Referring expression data
----

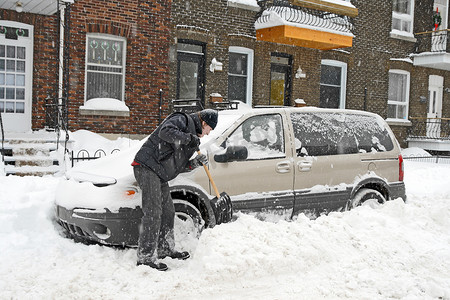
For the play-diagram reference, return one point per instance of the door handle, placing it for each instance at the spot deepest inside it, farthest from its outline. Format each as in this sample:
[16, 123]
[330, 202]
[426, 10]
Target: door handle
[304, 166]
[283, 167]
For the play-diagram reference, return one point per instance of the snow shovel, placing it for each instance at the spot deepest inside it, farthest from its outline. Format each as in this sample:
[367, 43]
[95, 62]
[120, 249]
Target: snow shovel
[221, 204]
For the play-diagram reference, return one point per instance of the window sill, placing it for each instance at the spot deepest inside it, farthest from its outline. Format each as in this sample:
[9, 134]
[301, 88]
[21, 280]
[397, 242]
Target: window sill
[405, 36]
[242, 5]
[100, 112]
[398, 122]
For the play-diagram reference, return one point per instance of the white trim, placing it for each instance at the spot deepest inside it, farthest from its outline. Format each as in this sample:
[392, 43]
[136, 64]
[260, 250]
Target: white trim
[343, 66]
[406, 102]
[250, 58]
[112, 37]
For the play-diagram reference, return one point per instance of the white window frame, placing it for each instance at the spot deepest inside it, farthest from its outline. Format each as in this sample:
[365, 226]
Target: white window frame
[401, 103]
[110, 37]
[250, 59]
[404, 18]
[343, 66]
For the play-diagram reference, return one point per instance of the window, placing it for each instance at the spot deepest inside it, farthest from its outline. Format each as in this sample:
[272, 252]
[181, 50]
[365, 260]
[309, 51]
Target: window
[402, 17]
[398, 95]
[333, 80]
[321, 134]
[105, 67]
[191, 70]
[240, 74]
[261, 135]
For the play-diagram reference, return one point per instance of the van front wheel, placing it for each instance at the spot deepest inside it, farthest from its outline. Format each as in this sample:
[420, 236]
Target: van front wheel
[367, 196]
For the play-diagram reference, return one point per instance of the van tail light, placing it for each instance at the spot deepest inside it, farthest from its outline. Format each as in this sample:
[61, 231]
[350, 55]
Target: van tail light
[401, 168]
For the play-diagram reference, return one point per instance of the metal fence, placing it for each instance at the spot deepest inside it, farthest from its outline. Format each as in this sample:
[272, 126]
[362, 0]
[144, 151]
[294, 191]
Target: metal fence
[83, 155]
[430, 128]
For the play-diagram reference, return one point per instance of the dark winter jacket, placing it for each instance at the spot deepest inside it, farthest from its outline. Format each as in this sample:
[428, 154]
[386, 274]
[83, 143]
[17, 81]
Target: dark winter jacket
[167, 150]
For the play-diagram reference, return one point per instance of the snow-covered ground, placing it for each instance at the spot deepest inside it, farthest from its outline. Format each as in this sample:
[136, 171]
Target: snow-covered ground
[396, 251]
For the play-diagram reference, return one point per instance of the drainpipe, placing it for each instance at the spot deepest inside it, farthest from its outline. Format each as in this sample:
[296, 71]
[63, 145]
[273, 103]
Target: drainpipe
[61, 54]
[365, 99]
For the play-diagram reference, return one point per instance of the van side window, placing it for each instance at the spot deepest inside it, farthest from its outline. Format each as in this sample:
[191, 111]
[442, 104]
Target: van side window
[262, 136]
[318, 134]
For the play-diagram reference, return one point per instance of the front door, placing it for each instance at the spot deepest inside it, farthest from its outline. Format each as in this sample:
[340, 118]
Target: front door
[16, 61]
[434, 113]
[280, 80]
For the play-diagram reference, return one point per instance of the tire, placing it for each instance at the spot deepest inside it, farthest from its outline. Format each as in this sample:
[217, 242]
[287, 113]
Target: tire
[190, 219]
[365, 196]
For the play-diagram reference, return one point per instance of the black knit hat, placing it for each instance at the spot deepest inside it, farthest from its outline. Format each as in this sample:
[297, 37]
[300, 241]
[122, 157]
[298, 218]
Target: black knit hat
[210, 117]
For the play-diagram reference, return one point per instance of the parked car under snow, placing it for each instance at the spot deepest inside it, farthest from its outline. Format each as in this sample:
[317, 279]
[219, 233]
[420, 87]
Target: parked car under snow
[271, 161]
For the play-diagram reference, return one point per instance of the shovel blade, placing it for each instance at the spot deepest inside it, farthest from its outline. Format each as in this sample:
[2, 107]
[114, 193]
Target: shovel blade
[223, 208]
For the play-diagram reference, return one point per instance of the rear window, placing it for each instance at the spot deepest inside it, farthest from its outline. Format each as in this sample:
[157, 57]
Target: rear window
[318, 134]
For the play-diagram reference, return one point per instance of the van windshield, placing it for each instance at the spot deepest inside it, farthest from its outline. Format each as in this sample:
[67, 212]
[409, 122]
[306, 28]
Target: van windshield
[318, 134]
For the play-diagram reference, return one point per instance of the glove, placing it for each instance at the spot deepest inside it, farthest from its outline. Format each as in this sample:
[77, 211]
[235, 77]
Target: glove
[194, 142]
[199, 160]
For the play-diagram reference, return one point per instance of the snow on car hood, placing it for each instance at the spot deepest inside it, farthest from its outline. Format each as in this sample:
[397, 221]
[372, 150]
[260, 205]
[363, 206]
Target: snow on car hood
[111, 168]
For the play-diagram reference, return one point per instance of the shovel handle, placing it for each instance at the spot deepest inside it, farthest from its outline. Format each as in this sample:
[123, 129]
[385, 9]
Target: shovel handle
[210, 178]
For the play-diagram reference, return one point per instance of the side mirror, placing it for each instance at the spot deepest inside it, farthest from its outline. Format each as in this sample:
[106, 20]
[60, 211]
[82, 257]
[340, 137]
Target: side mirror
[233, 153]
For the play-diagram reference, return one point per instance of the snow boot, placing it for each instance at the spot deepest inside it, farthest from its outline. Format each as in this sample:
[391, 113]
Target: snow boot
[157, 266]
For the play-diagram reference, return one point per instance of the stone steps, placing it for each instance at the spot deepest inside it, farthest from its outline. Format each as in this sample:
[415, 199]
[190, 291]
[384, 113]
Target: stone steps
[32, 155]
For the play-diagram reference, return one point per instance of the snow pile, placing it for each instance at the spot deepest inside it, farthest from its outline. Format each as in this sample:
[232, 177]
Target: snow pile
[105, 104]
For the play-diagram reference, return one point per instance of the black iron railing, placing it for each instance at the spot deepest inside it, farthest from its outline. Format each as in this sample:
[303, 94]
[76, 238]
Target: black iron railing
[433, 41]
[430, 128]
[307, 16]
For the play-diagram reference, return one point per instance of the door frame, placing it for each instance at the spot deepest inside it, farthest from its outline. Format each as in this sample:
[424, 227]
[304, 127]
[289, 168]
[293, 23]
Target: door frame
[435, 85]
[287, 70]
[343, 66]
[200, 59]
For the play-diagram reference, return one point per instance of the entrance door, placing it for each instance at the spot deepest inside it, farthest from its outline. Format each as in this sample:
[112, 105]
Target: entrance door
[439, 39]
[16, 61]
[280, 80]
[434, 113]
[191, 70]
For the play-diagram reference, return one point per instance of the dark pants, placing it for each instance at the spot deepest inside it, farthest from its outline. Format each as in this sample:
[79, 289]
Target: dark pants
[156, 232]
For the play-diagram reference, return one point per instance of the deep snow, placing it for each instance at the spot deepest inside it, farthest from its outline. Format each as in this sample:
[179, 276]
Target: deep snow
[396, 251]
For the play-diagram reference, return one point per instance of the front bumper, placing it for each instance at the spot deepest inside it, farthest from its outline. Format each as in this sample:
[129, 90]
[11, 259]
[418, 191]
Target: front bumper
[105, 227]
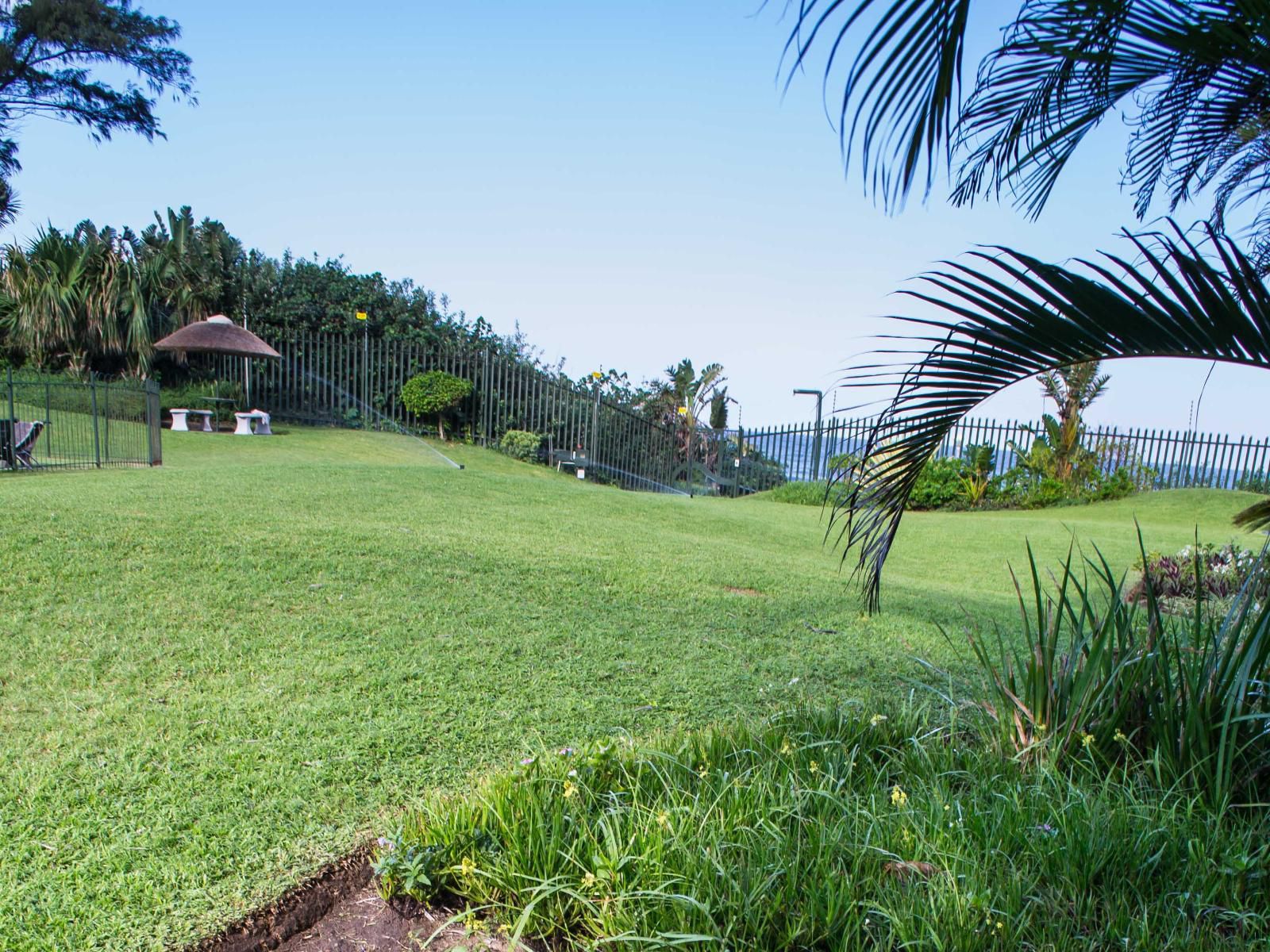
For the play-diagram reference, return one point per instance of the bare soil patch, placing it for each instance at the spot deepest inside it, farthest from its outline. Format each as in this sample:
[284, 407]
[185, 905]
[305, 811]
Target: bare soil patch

----

**WHAT IS EXPECTED:**
Without any of the pictures, set the entries down again exactly as written.

**TASK RESULT:**
For the play-diagram reference, return one point per instance of the door handle, placing it for each instance at the spot deepest inside it, farthest from its outline. Format each as in this sample:
[16, 123]
[330, 202]
[426, 10]
Target: door handle
[304, 166]
[283, 167]
For the play-diagram reference, return one point per instance of the snow shovel, placing it for each instance at the spot deepest inside it, farthest from its outline. Format each as in this sample:
[367, 43]
[95, 62]
[120, 249]
Target: snow shovel
[221, 204]
For the play-diagram reference, return one point per instance of the window sill, placing it for each instance at the spot deepest inside it, farthest from its outline. Format each as in this sample:
[9, 134]
[301, 88]
[21, 280]
[397, 242]
Target: window sill
[405, 36]
[242, 5]
[100, 112]
[398, 122]
For the play-diagram reference, return one point per instance of the white trim, placing it for each instance at the spot deepest inside it, farthest from its outline. Format each as in this sample:
[392, 43]
[136, 64]
[260, 250]
Target: white trim
[343, 66]
[406, 102]
[250, 58]
[112, 37]
For the play-diagram reference, return one point per instance of the white window frame, placing it for each instance at the spot deepest inside it, farthest from its outline. Format each as in this sample:
[365, 226]
Target: white window frame
[401, 103]
[110, 37]
[250, 59]
[404, 18]
[343, 66]
For the play-diagram reference, return one point per instance of the window, placing it for each instance at the spot deepest inside it, farthest from its outline. Format each as in this sample:
[272, 252]
[181, 50]
[365, 260]
[309, 51]
Target: window
[402, 17]
[398, 95]
[333, 80]
[321, 134]
[105, 67]
[191, 70]
[240, 74]
[261, 135]
For the play-diagram reference, return one point per instance of the van front wheel, placing it for each instance at the spot deepest inside it, farthest from its outline. Format each as in this sample:
[420, 236]
Target: van front wheel
[367, 196]
For the play-diagram reference, return one point per instance of the van tail light, placing it for each instance at the spot deepest inside it, farthest from its outline. Format each as in this sample:
[61, 231]
[350, 55]
Target: van tail light
[401, 168]
For the play-diagram reference, return one point per instance of the metal fence, placing it for each instance at the spot deepest inside it, farthest from its outline. Format each as in this sample:
[272, 126]
[362, 0]
[144, 151]
[294, 191]
Target: metal fence
[83, 155]
[430, 128]
For the play-diagram reference, return one point per instance of the dark winter jacket, placing it for each instance at the spot deepest inside it, farthest from its outline. Format each as in this sample:
[428, 154]
[386, 274]
[83, 143]
[17, 81]
Target: dark winter jacket
[167, 150]
For the play-diagram reference, return one point per instance of the snow-covered ground, placing it for each instance at the spot deepest inside it, farthest from its outline. Format each as in this sample:
[136, 171]
Target: snow-covered ground
[396, 251]
For the play-diagram reference, return one point per instance of the drainpipe, placing it for each instance at the spot deepest inside it, farthest from its outline. Format each as in this sample:
[296, 71]
[63, 145]
[273, 103]
Target: drainpipe
[61, 54]
[365, 99]
For the play-diagram reference, return one point per instance of the van side window, placing it for each instance at the spot deepest inside it, farthest from its outline. Format each as in this sample:
[191, 111]
[442, 104]
Target: van side window
[262, 136]
[318, 134]
For the play-diagram reference, return one point per instance of the front door, placing it for each instance at the spot deepest inside it, farthest from its outline. Format each as in this sample:
[340, 118]
Target: front door
[16, 61]
[434, 113]
[280, 80]
For the play-diagram reference, return one point per instance of the tire, placing it for each instance at the spot deepest inside it, farthest from its outline. Format each as in this sample:
[217, 242]
[287, 113]
Target: tire
[190, 219]
[365, 196]
For the play-diagram reference, return one point per instance of the black knit hat, placing it for each instance at the spot deepest inside it, farthest from its outline. Format each as in this sample:
[297, 37]
[300, 241]
[122, 157]
[298, 218]
Target: black knit hat
[210, 117]
For the play-diagram reference, return one point per instance of the parked car under snow, placing it for each instance at the spot deepest inside it, farthest from its outline. Format each as in this sample:
[317, 279]
[219, 233]
[420, 87]
Target: parked car under snow
[271, 161]
For the play-diagram reference, return one point per instance of the shovel blade, placing it for each instance at the spot deepest inside it, farthest from its outline. Format each as in this sample:
[2, 107]
[114, 193]
Target: shovel blade
[223, 208]
For the play-diagram reference, return one point per instance of the rear window, placing it for each instance at the spot deepest inside it, farthest from its outline. Format each as in this sample:
[157, 57]
Target: rear window
[318, 134]
For the play-diagram reference, return one point per instance of the van windshield, placing it for each instance at the spot deepest inside it, farthest from its outline. Format each as in this sample:
[67, 212]
[409, 122]
[306, 28]
Target: van windshield
[318, 134]
For the play-diagram reference, return one point per instance of the glove, placing it for each instance at the spot deepest inside it, farthest from its outline. Format each as in this sample:
[77, 211]
[235, 77]
Target: glove
[194, 142]
[199, 160]
For the play-diagram reference, return one point per instance of the snow on car hood, placing it for each instance at the spot deepest inside it, farthest from its outline. Format each as in this sample:
[397, 221]
[372, 150]
[260, 205]
[363, 206]
Target: snow on car hood
[111, 168]
For the play-diagram reference, return one point per instance of the shovel handle, placing it for each instance at the spot deepest inside it, farthest from its outline. Format each as in this sample:
[123, 129]
[385, 9]
Target: shovel handle
[210, 178]
For the play-diagram reference, return one point per instance of the side mirror, placing it for each instance at the spot deepest inside it, farthest from its outline. Format each as in this sample:
[106, 20]
[60, 211]
[82, 257]
[340, 137]
Target: side mirror
[233, 153]
For the play-diagram reference, return one point per instance of the snow boot, placing it for each instance at the spot deepest inside it, farthest from its outline. Format each as in this sample:
[391, 113]
Target: snow boot
[157, 266]
For the play-diagram reference, return one point per instance of the stone steps, placing it for each instance at the spot deepest inside it, farthest from its outline. Format each as in this sample:
[415, 199]
[190, 291]
[384, 113]
Target: stone steps
[32, 155]
For the play-diagram reference, return one point per instance of the snow pile, placing it for each instance at the spot deepest inside it, farthest from its outline. Format each as in this sample:
[232, 177]
Target: snow pile
[105, 104]
For the play-diagram reference, return one point per instance of the black iron railing, placing it for each instance at the spot deepest inside it, farthest from its outline. Format each as in this sample:
[303, 94]
[76, 238]
Target: black iron railing
[433, 41]
[430, 128]
[307, 16]
For the play-diagram reference, return one point per instance of the door frame, placing it for each instance at the spot deepest inside it, farthest from its outline. Format each as in this sample:
[424, 227]
[304, 127]
[289, 168]
[293, 23]
Target: door frame
[435, 85]
[287, 70]
[343, 66]
[200, 59]
For the play-diagram reference, return one point per instance of the entrance door, placing it for each instance at the spot deepest inside it, farthest from its outline. Format each as in this sample:
[112, 105]
Target: entrance door
[439, 39]
[16, 61]
[280, 80]
[434, 113]
[191, 70]
For the play-diagram reference, return one point per instance of the dark pants, placing it for each instance at the spot deepest inside it, farthest from its outline. Format each as in this sample:
[79, 289]
Target: dark pants
[156, 232]
For the play-diagram reference, return one point per instance of the deep snow, placing it for each instance at the spot deepest inside it, farthest from its outline. Format each as in this sample:
[179, 276]
Target: deep snow
[396, 251]
For the play-diagram reference, return one point per instance of the front bumper, placing it for each instance at the spot deepest inside it, farthest from its outline. Format each as in this sample:
[129, 90]
[11, 259]
[418, 191]
Target: front bumper
[105, 227]
For the play-diagram reference, return one point per instance of the bare soil patch, placing it for each instance at the spot deepest inside it, farthest from its outline. Format each as in this sample:
[284, 407]
[185, 905]
[305, 811]
Target: bare soil patch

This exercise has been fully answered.